◆ Tasks ◆
A. In the passage on informative experimental design, what did Kellen and Klauer (2015) derive distinct predictions for?
B. Does the passage on informative experimental design support each of these statements? (i) According to Platt, an experimentum crucis is a design for which two competing theories make exactly opposite predictions. (ii) The authors agree with Lee et al. about the role of a priori power analysis. (iii) Conventions for standardized effect sizes in standard hypothesis tests are easy to agree upon. Answer yes or no for each and quote the words that decide it.
C. Continue the passage on informative experimental design, starting after its last sentence.

◆ Quoted passage ◆
The importance of informative experimental designs becomes even more obvious when considering Platt’s (1964) principle of strong inference. According to Platt, researchers should aim to design an experimentum crucis for which two competing theories make exactly opposite predictions. Thereby, the researcher maximizes the expected information gain of the planned experimental design before collecting any data. Within cognitive modeling, this goal can be achieved by deriving critical tests based only on core assumptions of a set of competing cognitive models (Kellen and Klauer 2015). By testing informative data patterns that discriminate between the competitors, such critical tests circumvent the reliance on auxiliary (parametric) assumptions that are usually required by goodness-of-fit tests or model-selection methods. For instance, Kellen and Klauer (2015) derived distinct predictions for confidence-rating receiver operating characteristic (ROC) curves in recognition memory for two general classes of models (i.e., signal detection theory and high-threshold models). Thereby, they obtained a critical test that was tailored to the research question at hand (i.e., discriminating between the two model classes) and thus was more informative than the more common approach of comparing how well specific parametric versions of the models fit to ROC curves.

Statistical Criteria and Approaches for Assessing Information Gain

In practice, the question emerges how to assess the expected information gain of an experimental design before any data are collected. The answer to this question depends on the choice of the statistical framework (e.g., classical or Bayesian statistics) and the statistical criterion of interest (e.g., hypothesis testing, model selection, or precision of estimation).

Power Analysis and Optimal Design

Within classical statistics, the information provided by experimental designs is intimately linked to statistical power analysis within the Neyman-Pearson framework (Neyman and Pearson 1933; for applications to standard tests, see Faul et al. 2007) and to accuracy in parameter estimation (i.e., controlling the width of the confidence interval, Maxwell et al. 2008; or other aspects of optimal experimental design, Berger and Wong 2009). In a typical a priori power analysis, the required overall sample size is determined by computing the minimum sample size for which the Type I and Type II error probabilities of statistical decisions are below the pre-specified thresholds α and β, respectively, given a minimal to-be-detected “effect size” (i.e., deviation from the null hypothesis model) in a specific design. However, next to such calculations of the required overall sample size, power analysis also provides an appropriate framework for planning various additional aspects of an informative experimental design to test a cognitive model: the proportions of the total sample that should be assigned to different experimental conditions, the optimum number of items per participant in within-subject designs, the gain in power by including covariates into a model, the selection of the most powerful statistical test, and the calibration of context conditions that maximize the power of the hypothesis test of main interest.

What is more, classical a priori power analysis (Cohen 1988) can be refined and improved in a cognitive-modeling framework by formalizing to-be-detected effects in terms of psychologically meaningful parameters of the relevant model. In contrast, power analysis for standard hypothesis tests usually rests on conventions for standardized effect sizes that are notoriously difficult to agree upon (and that actually have different meanings in different designs). These difficulties largely diminish if to-be-detected effects can be defined in terms of the model’s parameters as shown in the “Example: Optimal Design for the Pair-Clustering Model” section (see also Erdfelder et al. 2005; Moshagen 2010). Given the many benefits of power analysis for planning details of an experimental design (and not just for deciding about the total sample size), we disagree with Lee et al. (in press) statement that “unless a modeling project depends critically on a null hypothesis test and there is only one opportunity for data to be collected, a-priori power analysis does not serve a necessary role” (p. 5).

(Collection entries)

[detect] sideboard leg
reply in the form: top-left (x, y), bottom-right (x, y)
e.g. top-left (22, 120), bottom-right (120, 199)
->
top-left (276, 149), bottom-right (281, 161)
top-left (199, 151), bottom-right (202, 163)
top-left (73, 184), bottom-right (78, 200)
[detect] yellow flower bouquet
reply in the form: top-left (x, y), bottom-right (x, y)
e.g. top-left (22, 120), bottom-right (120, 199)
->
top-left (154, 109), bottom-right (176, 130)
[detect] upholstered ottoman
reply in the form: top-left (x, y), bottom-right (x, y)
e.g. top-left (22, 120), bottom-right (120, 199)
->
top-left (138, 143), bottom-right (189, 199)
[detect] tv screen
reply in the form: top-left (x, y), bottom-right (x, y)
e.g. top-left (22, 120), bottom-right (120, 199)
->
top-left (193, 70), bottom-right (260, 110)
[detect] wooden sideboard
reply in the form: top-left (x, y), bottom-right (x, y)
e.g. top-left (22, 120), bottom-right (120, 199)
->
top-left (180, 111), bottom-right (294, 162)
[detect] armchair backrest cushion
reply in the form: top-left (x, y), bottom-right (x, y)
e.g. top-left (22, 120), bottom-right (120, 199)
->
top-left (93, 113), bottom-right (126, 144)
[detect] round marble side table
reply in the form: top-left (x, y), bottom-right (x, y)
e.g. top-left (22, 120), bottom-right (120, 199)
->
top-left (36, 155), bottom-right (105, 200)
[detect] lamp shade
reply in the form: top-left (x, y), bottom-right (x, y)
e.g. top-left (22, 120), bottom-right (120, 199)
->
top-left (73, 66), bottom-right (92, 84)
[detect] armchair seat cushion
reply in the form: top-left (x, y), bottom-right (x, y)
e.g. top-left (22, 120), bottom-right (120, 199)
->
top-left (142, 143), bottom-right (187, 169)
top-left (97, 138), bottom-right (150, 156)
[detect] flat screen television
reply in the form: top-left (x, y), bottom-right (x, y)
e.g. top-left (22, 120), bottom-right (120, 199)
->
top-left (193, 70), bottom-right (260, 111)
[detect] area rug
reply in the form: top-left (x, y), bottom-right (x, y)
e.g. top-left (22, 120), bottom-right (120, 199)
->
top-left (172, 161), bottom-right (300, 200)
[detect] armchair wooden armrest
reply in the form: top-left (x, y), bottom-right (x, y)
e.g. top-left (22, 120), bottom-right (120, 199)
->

◆ Replies ◆
A. Confidence-rating receiver operating characteristic (ROC) curves in recognition memory, for two general classes of models: signal detection theory and high-threshold models.

B.
(i) Yes: "design an experimentum crucis for which two competing theories make exactly opposite predictions"
(ii) No: "we disagree with Lee et al. (in press) statement"
(iii) No: "conventions for standardized effect sizes that are notoriously difficult to agree upon"

C.
Model Selection and Model-Recovery Simulations

If more than two hypotheses or models are compared, statistical inference often relies on model-selection methods such as the Akaike information criterion (AIC), the Bayesian information criterion (BIC), or the minimum description length principle (Myung et al. 2000). In such a scenario, the information provided by an experimental design may be assessed by classification accuracy, the probability of selecting the true, data-generating model out of a set of competing models when using a specific model-selection criterion. Focusing on classification accuracy as one of many possible criteria, Myung and Pitt (2009) developed a formal framework to maximize the utility of an experimental design for discriminating between multiple cognitive models. Essentially, the proposed method searches for the global optimum of all possible levels of a design factor (e.g., the spacing of multiple retention intervals) by maximizing a high-dimensional integral of the utility function over both the parameter space and the data space (weighted by the prior distribution and the likelihood function, respectively). However, even though the authors adapted a simulation-based approach to address the issue of computational complexity (Müller et al. 2004), the implementation of such a highly formalized framework may be intractable or too time-intensive in practice for many researchers.

As a remedy, cognitive modelers can often rely on the less sophisticated, but much simpler approach of Monte Carlo simulations to estimate the expected information gain for a small number of possible experimental designs. As an example of a particularly simple method, Algorithm 1 shows pseudo-code for a standard model-recovery simulation: A set of cognitive models M1, …, MJ is used to generate and fit simulated data, thus enabling the estimation of the classification accuracy for a specific experimental design d when using a specific model-selection criterion C (e.g., the AIC or BIC). By performing multiple such simulations while varying details of the design d, researchers can easily improve the expected information gain of a planned study in terms of the model-recovery rate (for similar frameworks, see Navarro et al. 2004; Wagenmakers et al. 2004).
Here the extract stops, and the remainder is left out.